→ **WHAT THE TASK ASKS**: Reproduce exactly the lines from the one containing "TARGET = pine tree" through the last line of the records below, both included, and nothing else.

[Rows from a pointing dataset]
........

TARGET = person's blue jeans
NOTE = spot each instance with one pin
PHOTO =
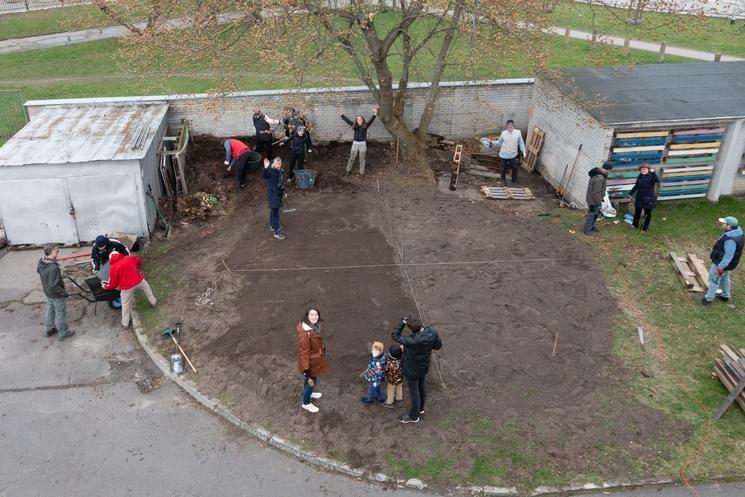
(307, 389)
(57, 316)
(274, 220)
(593, 211)
(716, 281)
(418, 395)
(375, 392)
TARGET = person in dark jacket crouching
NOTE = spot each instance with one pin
(299, 142)
(54, 288)
(645, 195)
(418, 348)
(724, 258)
(595, 194)
(274, 192)
(102, 249)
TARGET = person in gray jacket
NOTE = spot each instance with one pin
(54, 288)
(595, 195)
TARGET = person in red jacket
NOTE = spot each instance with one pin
(125, 276)
(236, 154)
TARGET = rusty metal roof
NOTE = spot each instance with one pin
(84, 133)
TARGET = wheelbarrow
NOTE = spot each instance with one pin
(94, 292)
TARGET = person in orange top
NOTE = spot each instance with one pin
(311, 356)
(125, 276)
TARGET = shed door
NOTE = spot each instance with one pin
(37, 211)
(104, 204)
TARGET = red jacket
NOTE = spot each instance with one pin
(123, 273)
(237, 148)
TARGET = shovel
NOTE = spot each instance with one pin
(171, 332)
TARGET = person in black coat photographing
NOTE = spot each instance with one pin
(418, 349)
(645, 195)
(299, 143)
(275, 191)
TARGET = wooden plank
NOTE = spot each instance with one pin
(484, 174)
(725, 376)
(703, 151)
(709, 158)
(681, 197)
(710, 131)
(642, 134)
(699, 269)
(734, 393)
(455, 167)
(686, 146)
(644, 148)
(688, 139)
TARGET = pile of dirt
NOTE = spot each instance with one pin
(501, 287)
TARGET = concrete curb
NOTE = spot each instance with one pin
(325, 463)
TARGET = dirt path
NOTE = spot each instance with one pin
(498, 320)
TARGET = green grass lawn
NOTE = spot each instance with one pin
(673, 372)
(707, 34)
(93, 69)
(42, 22)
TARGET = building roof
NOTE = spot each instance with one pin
(657, 92)
(84, 133)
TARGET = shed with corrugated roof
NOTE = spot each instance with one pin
(74, 172)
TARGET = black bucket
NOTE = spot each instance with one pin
(255, 162)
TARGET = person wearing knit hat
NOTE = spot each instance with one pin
(595, 195)
(125, 276)
(374, 374)
(725, 255)
(645, 195)
(102, 248)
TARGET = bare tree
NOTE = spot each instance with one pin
(390, 43)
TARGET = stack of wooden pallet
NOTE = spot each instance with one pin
(730, 370)
(692, 272)
(485, 165)
(504, 193)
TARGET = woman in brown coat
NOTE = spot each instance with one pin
(311, 356)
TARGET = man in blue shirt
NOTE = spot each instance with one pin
(724, 258)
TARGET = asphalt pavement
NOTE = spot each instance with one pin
(73, 421)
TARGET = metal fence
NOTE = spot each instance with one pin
(13, 114)
(8, 6)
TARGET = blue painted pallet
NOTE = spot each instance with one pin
(696, 138)
(633, 142)
(685, 178)
(656, 155)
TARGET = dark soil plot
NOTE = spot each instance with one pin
(499, 287)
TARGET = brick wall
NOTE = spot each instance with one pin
(463, 110)
(567, 126)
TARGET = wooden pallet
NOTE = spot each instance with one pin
(692, 272)
(506, 193)
(534, 145)
(455, 168)
(730, 370)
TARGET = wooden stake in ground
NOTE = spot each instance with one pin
(556, 341)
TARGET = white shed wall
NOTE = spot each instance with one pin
(464, 109)
(567, 126)
(71, 203)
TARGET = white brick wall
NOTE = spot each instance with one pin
(463, 110)
(566, 126)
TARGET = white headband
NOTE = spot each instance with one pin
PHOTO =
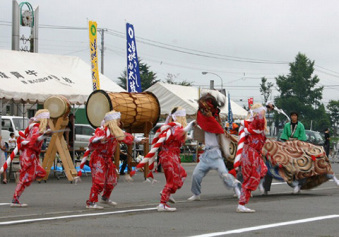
(113, 116)
(41, 116)
(180, 113)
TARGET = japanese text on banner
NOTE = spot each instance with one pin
(94, 54)
(133, 74)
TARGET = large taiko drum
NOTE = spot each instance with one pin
(136, 108)
(58, 106)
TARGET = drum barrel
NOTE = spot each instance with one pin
(136, 108)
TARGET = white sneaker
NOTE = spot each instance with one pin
(243, 209)
(19, 205)
(261, 188)
(296, 189)
(194, 198)
(94, 206)
(237, 192)
(336, 180)
(166, 208)
(108, 202)
(171, 199)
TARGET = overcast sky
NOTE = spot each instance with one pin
(240, 41)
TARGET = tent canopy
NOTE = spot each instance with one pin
(32, 78)
(170, 95)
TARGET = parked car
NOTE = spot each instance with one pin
(313, 137)
(13, 124)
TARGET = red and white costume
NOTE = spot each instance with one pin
(170, 161)
(104, 174)
(252, 165)
(29, 160)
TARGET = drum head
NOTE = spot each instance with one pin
(98, 104)
(56, 106)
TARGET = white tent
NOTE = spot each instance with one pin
(32, 77)
(170, 95)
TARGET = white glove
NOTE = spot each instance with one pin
(138, 139)
(97, 139)
(189, 126)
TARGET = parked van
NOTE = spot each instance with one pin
(13, 124)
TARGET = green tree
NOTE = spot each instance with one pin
(299, 92)
(147, 77)
(333, 107)
(265, 88)
(170, 79)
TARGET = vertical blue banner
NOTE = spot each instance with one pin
(230, 114)
(133, 74)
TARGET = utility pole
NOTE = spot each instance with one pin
(102, 49)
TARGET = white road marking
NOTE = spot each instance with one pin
(73, 216)
(261, 227)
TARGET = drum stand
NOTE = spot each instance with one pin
(58, 144)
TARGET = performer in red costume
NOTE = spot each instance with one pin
(252, 165)
(170, 137)
(170, 155)
(31, 169)
(103, 144)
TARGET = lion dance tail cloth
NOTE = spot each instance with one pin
(159, 138)
(297, 161)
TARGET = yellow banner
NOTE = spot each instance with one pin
(94, 54)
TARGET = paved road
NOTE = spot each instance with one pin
(56, 208)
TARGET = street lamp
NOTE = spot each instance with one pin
(222, 85)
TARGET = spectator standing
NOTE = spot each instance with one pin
(294, 130)
(11, 142)
(3, 158)
(69, 135)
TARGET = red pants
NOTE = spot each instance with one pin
(174, 173)
(253, 169)
(104, 178)
(28, 173)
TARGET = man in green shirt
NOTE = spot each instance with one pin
(294, 130)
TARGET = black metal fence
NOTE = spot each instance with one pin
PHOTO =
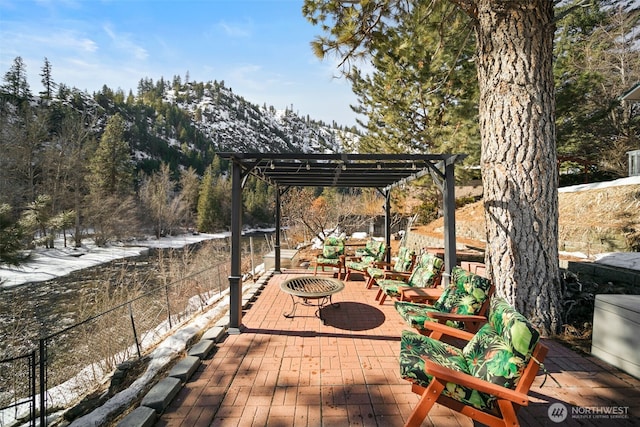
(74, 360)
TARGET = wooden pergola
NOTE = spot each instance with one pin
(383, 172)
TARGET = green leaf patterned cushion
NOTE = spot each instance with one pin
(333, 247)
(391, 286)
(465, 294)
(405, 256)
(500, 350)
(373, 248)
(413, 347)
(424, 275)
(402, 264)
(415, 314)
(498, 353)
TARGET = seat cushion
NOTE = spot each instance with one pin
(328, 261)
(465, 294)
(391, 286)
(500, 350)
(416, 314)
(426, 273)
(413, 347)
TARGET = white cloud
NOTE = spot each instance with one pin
(124, 43)
(235, 30)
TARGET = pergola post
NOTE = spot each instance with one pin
(387, 224)
(449, 204)
(276, 246)
(235, 279)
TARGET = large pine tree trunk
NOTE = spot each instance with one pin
(519, 169)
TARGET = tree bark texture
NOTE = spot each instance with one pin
(519, 167)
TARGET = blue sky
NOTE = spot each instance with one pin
(259, 48)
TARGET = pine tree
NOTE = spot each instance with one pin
(516, 116)
(111, 166)
(11, 235)
(16, 80)
(47, 80)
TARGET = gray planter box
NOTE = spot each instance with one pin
(615, 339)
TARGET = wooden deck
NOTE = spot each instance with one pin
(301, 372)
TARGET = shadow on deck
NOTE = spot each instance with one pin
(301, 372)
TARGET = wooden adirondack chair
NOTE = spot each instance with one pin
(332, 255)
(426, 274)
(404, 263)
(462, 305)
(488, 380)
(374, 251)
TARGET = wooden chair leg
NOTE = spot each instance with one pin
(383, 297)
(369, 282)
(508, 413)
(427, 400)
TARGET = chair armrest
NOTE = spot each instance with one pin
(443, 329)
(397, 275)
(413, 294)
(380, 264)
(461, 378)
(456, 317)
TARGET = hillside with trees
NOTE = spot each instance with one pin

........

→ **THE RESULT**:
TARGET = pine tree
NOTE = spot each instance with one pin
(516, 116)
(111, 166)
(11, 235)
(16, 80)
(47, 80)
TARGET = gray planter box
NOTE = spot each instance with one pin
(615, 339)
TARGET = wooden deck
NOTE = spot each instance with one pin
(301, 372)
TARGET = shadow on deck
NOTE = spot each instance with one pin
(301, 372)
TARGET = wooden adirondack chair
NOTE = spot each instance with one pin
(332, 255)
(426, 274)
(404, 263)
(462, 305)
(488, 380)
(374, 251)
TARGET = wooden chair leg
NOTE = spot each instance with one pin
(383, 297)
(369, 282)
(508, 413)
(427, 400)
TARGET = chair armrest
NOTE = spot each instance with one pin
(443, 329)
(397, 275)
(413, 294)
(380, 264)
(461, 378)
(456, 317)
TARGET = hillside with trees
NOTE = spot each instance with one pin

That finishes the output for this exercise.